Work task A
List the ways the immune system responds to the invader, according to the article on Prof. Riedel's SARS-CoV-2 research.
Work task B
Write the next part of the article on Prof. Riedel's SARS-CoV-2 research, picking up right after its last heading.

Text block
⁂

Prof. Marc Riedel is using machine learning, GPUs, and supercomputers to understand the SARS-CoV-2 virus
Prof. Marc Riedel recently received an NSF Early Concept Grant for Exploratory Research (EAGER) to conduct research on computationally predicting which individuals will present a successful antiviral response to the SARS-CoV-2 virus (COVID-19).
The $200,000 grant has been awarded under the Division of Computing and Communication Foundations (under the Directorate for Computer and Information Science and Engineering) for a period of 2 years. Prof. Riedel is collaborating with Dr. George Vasmatzis in the Department of Molecular Medicine at the Mayo Clinic on the project.
A Primer on How the COVID-19 Virus Attacks
One person’s response to a pathogen can be different from that of another, leading to widely varied outcomes. Such variation is partly dependent on their genes, and this is particularly relevant in the context of the current COVID-19 pandemic.
The S protein of the SARS-CoV-2 virus (the spike structure seen in illustrations of the virus) attaches itself to the ACE2 protein (Angiotensin-converting enzyme 2 which helps regulate blood pressure) on the surface of cells, triggering changes that result in the virus RNA entering the cell. Once inside, it takes over the host cell’s protein making machinery, rapidly making copies of itself which then invade other healthy cells.
To fight off the invader, the body’s immune system responds by raising body temperature, ingesting infected cells, and creating antibodies. But things begin to differ at this point. In some individuals, the attack stays confined to the upper respiratory tract, and they begin to recover relatively quickly. But if the immune system cannot defeat the virus at this stage, it travels down the respiratory system and takes hold in the lungs, which can have deadly consequences. But even among patients whose lungs are under attack by the SARS-CoV-2 virus, some recover with low levels of support (such as oxygen), while others develop acute respiratory distress syndrome (ARDS). Patients with ARDS typically need ventilators, and many die.
The Relevance of Prof. Riedel’s Research
Riedel’s project titled, “Computationally Predicting and Characterizing the Immune Response to Viral Infections,” seeks to forecast who among us will be able to successfully fight off the virus. Such knowledge can be critical in exploring treatment options, and tailoring the therapy to the specific individual.
The immune response to SARS-CoV-2 hinges on whether the viral protein fragments bind into a groove in cell-surface proteins, like a key into a lock. With the full set of proteins associated with SARS-CoV-2 now available, the project aims to predict, through purely computational means, whether such binding happens for all viral protein fragments, for all common variants of the cell surface proteins—so for all keys into all types of locks.
What Does This Mean Technically?

⁂

Extracted data entries:

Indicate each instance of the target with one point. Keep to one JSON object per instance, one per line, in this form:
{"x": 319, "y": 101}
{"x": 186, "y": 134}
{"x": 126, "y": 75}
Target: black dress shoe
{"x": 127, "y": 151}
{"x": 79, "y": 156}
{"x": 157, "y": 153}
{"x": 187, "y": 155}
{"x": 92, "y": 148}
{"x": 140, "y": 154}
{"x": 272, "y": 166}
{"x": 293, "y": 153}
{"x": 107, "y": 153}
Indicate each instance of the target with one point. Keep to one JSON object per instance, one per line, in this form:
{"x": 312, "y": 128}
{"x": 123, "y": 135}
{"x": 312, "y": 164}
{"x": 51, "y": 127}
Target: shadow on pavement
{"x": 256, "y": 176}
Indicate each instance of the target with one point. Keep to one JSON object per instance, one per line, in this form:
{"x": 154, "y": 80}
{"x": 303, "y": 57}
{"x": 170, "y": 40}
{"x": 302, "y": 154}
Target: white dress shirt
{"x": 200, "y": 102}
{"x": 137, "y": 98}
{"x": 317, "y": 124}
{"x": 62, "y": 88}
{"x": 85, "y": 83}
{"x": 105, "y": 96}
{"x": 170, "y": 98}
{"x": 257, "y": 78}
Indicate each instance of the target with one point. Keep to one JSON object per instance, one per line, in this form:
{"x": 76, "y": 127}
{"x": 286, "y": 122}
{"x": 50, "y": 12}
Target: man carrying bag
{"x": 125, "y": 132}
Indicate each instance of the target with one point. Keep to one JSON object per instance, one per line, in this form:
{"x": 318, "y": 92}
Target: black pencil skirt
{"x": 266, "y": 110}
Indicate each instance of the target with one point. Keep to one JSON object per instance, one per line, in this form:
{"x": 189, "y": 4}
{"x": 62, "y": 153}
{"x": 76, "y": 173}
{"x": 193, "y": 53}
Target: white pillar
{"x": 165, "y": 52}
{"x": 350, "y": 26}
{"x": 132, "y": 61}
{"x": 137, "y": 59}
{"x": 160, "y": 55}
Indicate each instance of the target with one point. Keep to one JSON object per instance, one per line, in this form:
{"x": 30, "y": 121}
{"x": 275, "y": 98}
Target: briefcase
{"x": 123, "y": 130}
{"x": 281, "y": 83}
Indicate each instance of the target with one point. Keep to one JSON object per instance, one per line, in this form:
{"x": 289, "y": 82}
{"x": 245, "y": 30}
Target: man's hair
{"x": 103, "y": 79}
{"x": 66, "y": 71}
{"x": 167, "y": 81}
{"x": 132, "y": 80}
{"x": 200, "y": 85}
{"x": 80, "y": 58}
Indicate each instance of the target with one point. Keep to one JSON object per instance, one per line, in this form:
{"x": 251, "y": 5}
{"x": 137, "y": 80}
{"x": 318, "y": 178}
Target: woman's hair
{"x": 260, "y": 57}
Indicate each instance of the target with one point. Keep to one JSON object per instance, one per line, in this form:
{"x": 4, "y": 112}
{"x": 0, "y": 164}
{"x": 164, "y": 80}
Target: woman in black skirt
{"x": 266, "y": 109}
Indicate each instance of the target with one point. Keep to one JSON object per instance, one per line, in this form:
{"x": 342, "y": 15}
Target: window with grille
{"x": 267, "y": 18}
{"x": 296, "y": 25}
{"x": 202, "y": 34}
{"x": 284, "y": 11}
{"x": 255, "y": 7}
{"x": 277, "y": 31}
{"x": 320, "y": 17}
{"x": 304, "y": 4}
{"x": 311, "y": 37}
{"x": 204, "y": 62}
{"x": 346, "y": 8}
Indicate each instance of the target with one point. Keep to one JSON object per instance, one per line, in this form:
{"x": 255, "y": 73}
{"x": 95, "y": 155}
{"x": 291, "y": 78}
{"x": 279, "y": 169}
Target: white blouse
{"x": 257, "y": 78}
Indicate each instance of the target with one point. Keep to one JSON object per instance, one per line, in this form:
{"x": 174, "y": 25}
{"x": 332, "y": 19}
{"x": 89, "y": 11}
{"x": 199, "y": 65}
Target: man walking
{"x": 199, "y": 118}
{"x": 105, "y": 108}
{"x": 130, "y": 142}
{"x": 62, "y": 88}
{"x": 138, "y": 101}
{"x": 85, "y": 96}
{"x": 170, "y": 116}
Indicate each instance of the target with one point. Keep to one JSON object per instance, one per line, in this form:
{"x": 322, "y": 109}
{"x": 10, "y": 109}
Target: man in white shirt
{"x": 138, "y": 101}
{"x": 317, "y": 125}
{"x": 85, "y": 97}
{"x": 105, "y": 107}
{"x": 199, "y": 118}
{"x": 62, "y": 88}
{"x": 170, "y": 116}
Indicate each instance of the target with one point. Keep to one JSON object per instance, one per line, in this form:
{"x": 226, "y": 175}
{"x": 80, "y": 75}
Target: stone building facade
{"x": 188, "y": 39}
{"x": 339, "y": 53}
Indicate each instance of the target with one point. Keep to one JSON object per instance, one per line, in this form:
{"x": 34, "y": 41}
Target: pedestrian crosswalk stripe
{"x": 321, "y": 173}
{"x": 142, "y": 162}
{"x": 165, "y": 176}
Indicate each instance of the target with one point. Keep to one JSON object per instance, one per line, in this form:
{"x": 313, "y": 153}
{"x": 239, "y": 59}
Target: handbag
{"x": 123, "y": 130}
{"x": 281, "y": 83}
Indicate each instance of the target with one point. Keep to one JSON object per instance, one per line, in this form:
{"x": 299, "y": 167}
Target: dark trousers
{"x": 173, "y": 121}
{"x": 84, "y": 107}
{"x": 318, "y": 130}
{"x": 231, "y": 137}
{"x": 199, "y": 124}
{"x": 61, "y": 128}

⁂

Exercise answer A
Raising body temperature
Ingesting infected cells
Creating antibodies

Exercise answer B
The human leukocyte antigen (HLA) system is a group of proteins, found on the surface of nearly all our cells, encoded by our major histocompatibility complex (MHC) genes. Cells transport protein fragments from viruses to their surface where they can bind to the HLA proteins. Once bound, they become targets for killer T cells. This provides a first, critical level of defense against viral infections. Cells that present the protein fragments are quickly killed off.
The goal of the project is to predict which protein fragments from SARS-CoV-2 will bind to each genetic variant of HLA proteins commonly found in the U.S. population. HLA typing (commonly performed for paternity testing) can be performed to establish which genetic variant an individual has.
The conventional approach is to simulate at the atomic level: the trajectories of all atoms in the system are determined by numerically solving Newton’s equations of motion. Simulating a single binding event takes days of supercomputing time. There are 374 variants of the relevant genes in the population, each coding for slightly different 3D structures of the cell-surface proteins. There are about 38,000 viral protein fragments from SARS-CoV-2. So the scale of the problem is to perform about 14 million such simulations.
This is a daunting computational problem. Riedel’s group will tackle it in a three-tiered approach. First, they will try machine-learning algorithms. These are quick, but they will provide limited information, as most of the protein fragments of the SARS-Cov-2 virus are new to science, and data for training these algorithms is limited. Next, the group will develop atomic-level simulation software, deployed on graphical processing units (GPUs). These are amazing devices: basically supercomputers in our PCs, that most people use to play video games. GPU simulations will narrow the set of protein fragments to consider for each variant of HLA molecule. Finally, Riedel’s group will deploy their algorithms at scale on supercomputing clusters in the cloud to compute binding strengths with a high degree of accuracy.
The successful implementation of the project will be a radical move in the direction of improved understanding of how the pandemic has developed. The computational infrastructure at work here could potentially be used in the future for other pandemics, caused by viruses or bacteria. It could also be transformative in characterizing the human immune system and its response to pathogens and could guide vaccine development.